═══ Provided records ═══
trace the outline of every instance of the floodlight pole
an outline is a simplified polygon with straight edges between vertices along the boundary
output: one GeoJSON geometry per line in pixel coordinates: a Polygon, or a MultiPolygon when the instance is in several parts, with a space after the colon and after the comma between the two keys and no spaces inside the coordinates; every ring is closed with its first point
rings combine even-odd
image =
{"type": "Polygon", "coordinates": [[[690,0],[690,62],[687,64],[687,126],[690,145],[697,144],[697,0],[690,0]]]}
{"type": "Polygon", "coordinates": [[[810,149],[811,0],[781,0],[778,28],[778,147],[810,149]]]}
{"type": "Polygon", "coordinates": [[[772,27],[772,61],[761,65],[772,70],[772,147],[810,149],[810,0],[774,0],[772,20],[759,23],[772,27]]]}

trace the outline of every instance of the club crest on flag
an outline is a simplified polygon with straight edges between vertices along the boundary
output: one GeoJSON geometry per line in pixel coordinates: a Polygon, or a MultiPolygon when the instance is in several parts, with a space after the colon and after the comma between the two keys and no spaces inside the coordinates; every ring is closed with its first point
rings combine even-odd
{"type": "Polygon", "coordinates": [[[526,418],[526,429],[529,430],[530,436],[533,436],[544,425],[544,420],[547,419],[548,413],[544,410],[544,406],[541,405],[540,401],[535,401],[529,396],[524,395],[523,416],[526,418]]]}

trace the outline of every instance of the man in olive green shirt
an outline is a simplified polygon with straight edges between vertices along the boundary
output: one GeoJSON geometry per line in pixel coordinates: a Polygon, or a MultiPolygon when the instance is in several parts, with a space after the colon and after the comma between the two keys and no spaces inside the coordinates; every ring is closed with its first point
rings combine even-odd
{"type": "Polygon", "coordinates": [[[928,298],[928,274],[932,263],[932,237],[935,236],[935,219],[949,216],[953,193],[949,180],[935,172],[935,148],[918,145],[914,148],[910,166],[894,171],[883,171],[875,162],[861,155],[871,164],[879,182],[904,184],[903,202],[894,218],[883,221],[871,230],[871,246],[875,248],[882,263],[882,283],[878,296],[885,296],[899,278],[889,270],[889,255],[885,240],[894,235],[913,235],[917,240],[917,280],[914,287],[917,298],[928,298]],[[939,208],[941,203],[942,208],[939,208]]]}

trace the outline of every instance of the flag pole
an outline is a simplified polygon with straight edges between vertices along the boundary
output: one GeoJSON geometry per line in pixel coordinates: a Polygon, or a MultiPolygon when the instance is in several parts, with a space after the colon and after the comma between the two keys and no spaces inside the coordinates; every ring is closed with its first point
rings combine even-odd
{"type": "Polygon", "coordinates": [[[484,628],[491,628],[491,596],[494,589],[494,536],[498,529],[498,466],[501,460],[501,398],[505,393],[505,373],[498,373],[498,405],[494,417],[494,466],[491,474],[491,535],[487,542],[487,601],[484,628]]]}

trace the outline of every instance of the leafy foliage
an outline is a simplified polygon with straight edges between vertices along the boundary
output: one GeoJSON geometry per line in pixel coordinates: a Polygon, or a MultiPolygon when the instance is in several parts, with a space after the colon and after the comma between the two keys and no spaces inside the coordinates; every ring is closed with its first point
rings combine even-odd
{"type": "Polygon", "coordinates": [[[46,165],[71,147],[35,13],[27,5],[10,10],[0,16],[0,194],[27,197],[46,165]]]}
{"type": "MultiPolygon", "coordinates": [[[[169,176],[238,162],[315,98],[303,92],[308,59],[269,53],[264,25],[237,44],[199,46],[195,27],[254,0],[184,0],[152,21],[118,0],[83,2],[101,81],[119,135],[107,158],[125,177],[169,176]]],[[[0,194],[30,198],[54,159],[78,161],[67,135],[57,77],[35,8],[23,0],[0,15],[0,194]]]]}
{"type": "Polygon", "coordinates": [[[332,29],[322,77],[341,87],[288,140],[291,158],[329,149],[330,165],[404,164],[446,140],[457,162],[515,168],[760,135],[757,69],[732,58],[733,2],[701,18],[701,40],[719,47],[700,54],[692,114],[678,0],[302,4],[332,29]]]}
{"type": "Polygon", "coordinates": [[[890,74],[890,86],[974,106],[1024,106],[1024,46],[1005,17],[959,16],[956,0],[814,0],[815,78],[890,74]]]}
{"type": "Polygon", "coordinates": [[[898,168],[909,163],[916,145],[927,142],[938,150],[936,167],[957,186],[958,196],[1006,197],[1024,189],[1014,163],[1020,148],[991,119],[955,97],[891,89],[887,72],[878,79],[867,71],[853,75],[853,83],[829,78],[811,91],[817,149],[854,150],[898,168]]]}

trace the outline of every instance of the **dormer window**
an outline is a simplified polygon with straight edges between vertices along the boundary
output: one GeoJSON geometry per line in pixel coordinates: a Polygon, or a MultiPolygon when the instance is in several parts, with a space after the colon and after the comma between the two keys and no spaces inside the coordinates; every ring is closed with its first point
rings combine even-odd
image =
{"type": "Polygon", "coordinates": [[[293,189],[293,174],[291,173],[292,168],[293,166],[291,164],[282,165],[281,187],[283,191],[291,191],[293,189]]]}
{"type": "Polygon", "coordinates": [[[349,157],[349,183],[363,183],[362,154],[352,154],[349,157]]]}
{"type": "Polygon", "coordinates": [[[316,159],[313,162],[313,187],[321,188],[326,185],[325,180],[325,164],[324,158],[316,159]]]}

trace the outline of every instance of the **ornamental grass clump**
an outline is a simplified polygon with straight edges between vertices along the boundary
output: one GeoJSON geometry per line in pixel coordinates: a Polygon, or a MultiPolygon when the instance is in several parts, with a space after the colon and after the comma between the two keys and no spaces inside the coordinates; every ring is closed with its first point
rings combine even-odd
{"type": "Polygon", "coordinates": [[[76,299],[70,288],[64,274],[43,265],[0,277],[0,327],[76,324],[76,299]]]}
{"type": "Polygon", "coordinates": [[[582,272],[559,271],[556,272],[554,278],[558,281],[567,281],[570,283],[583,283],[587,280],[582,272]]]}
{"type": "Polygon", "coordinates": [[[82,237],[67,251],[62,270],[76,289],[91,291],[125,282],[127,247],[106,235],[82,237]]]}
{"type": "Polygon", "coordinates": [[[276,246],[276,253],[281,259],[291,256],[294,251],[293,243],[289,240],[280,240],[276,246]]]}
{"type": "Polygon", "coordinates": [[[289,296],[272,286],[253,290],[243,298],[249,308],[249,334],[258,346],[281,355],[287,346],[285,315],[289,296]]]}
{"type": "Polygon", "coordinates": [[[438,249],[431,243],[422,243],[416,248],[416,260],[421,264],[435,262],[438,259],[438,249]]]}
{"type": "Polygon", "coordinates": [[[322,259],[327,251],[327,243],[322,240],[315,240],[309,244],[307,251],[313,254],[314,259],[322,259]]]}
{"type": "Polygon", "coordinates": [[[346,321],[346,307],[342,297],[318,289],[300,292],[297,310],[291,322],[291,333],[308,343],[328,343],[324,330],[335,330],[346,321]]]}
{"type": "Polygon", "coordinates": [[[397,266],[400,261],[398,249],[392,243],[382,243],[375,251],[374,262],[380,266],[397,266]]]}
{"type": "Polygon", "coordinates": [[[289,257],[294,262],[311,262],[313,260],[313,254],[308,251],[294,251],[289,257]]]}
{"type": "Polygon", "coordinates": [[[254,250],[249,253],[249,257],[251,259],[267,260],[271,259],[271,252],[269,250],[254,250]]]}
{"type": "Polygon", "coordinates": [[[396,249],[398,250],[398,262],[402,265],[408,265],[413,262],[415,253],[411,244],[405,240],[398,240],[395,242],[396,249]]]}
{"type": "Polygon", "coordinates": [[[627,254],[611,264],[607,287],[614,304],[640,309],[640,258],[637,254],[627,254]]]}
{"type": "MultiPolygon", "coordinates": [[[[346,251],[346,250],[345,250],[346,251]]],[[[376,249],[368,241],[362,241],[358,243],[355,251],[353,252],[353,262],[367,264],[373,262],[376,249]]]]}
═══
What needs to be done:
Your answer should consist of copies of the lines above that include the string "flag".

Output of the task:
trace the outline of every instance of the club crest on flag
trace the outline of every instance of the flag pole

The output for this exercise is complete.